Rescale the lines starting with the line that contains "like point(1198, 534)." and going on through the end of the material. Reproduce them in full with the requests included. Multiply each coordinate in the reported points by 1.55 and round it to a whole number, rounding halves up. Leave the sample points in the requests unchanged.

Object location annotation data:
◆ ◆ ◆ ◆
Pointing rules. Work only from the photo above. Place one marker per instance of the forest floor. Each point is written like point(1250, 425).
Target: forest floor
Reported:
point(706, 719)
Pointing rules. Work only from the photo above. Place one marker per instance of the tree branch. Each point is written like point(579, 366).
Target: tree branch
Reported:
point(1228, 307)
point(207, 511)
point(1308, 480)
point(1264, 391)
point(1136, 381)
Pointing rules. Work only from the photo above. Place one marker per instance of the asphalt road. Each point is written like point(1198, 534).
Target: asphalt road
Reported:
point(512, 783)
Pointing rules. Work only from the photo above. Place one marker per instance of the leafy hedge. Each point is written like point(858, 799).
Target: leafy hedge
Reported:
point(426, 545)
◆ ◆ ◆ ◆
■ EXERCISE SOLUTION ■
Pointing rules. Work only from the photo above. Place one marker per instance of the asphalt road. Each point is written like point(1198, 534).
Target: asphalt road
Reported:
point(794, 1214)
Pointing rules. Work only from the photo above. Place one marker per instance of the leafy hedge. Each point is written like point(858, 799).
Target: leafy hedge
Reported:
point(660, 845)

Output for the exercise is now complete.